**Referring expression grounding data**
---------------
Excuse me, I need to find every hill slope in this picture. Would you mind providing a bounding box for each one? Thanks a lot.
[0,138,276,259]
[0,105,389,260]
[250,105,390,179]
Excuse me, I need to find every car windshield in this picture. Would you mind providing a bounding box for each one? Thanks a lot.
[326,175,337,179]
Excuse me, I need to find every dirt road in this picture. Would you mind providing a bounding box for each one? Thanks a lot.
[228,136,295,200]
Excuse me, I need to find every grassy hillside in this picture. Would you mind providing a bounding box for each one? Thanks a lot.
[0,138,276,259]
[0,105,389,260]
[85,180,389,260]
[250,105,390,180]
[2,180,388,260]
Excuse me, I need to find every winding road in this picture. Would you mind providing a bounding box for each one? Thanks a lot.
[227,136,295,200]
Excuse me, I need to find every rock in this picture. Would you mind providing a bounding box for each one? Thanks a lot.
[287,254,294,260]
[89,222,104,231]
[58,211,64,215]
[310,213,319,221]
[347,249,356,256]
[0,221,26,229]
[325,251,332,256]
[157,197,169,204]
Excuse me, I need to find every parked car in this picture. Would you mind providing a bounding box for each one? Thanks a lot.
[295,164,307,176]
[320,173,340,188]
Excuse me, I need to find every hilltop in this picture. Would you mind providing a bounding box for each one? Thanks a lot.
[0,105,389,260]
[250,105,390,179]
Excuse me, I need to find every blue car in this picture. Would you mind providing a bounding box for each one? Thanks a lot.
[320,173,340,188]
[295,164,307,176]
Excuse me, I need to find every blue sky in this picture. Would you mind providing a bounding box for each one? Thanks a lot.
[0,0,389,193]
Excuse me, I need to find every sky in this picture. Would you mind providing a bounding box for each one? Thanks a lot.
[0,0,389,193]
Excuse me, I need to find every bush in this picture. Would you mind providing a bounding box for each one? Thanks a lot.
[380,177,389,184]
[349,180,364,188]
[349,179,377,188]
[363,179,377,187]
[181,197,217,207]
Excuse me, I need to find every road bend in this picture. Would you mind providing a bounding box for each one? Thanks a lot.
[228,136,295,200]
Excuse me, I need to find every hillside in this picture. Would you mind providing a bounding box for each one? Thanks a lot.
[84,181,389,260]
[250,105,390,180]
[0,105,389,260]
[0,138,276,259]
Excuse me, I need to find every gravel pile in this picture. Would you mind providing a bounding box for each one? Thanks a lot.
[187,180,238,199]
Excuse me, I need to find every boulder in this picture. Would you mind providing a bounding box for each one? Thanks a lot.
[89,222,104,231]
---------------
**What you should do**
Beginning at the line with "Excuse me, I need to find every winding" and ending at the last line of the entries, print every line exactly.

**Answer below**
Excuse me, I need to find every winding road in this picture. Would you mind providing a bounding box for each one? Thanks a lot.
[227,136,295,200]
Excuse me, I need to find every rock in this picture. Would you mind providing a bounding box for each one? Thanks a lot.
[287,254,294,260]
[89,222,104,231]
[58,211,64,215]
[310,213,319,221]
[347,249,356,256]
[0,221,26,229]
[325,251,332,256]
[157,197,169,204]
Excuse me, I need to find every parked car in this picture. Would you mind providing a bounding box for each one? Thanks a lot.
[295,164,307,176]
[320,173,340,188]
Excuse me, I need to find every hilltop in this picture. Would you mind providing a bounding box for each one? Thanks a lot.
[0,105,389,260]
[250,105,390,179]
Excuse me, I need to find every blue car in this picture. Would you mind providing a bounding box for each one? Thanks a lot.
[320,173,340,188]
[295,164,307,176]
Excuse me, I need to find every blue sky in this picture. Would you mind providing a bounding box for each one? Thanks a lot.
[0,0,389,193]
Excuse me, I need to find every sky in this picture. Would you mind providing a bounding box for each one? Thanks a lot.
[0,0,389,193]
Excuse me, I need to find every bush in this picture. Would you mind providing a bounding box for each one? Thanks a lot.
[380,177,389,184]
[349,180,364,188]
[349,179,377,188]
[363,179,377,187]
[181,197,217,207]
Excuse me, I need to find every road bend in this picture. Would you mind providing a bounding box for each one? Thanks a lot.
[228,136,295,200]
Excuse me, I need to find every hillside in this picture. Would you mind providing a bounding box for each one? Thanks a lot.
[84,181,389,260]
[250,105,390,180]
[0,105,389,260]
[0,138,276,259]
Excuse me, I need to find every gravel pile in this picture. Would you mind providing a bounding box for each one? Thanks a lot.
[187,180,238,199]
Excuse me, I need to find every boulder in this picture. Would you mind providing a bounding box for each one? Thanks a lot.
[89,222,104,231]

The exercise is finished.